Your task =>
Please lay out every line of the entries below as a Markdown table with two columns, Index for the row number and Text for the line, skipping blank lines. Leave the pictures out of the table.

[Region segmentation data]
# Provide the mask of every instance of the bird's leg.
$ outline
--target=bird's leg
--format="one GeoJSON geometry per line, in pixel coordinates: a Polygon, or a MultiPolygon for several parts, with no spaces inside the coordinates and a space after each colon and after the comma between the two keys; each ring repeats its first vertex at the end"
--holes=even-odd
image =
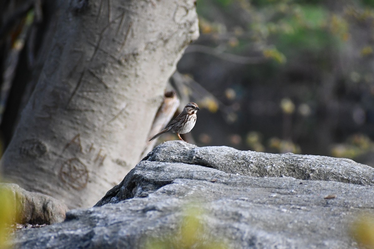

Task result =>
| Index | Text |
|---|---|
| 1 | # Provide the mask of every instance of the bird's leg. |
| 2 | $ outline |
| 3 | --target=bird's leg |
| 4 | --format="one GeoJSON geometry per line, in pixel coordinates: a Polygon, or a MultiPolygon for several parts, with no spaces inside the coordinates and a space after each colon and after the comma between the two keys; each ring repeats its first vertex at the end" |
| 5 | --holes=even-odd |
| 6 | image = |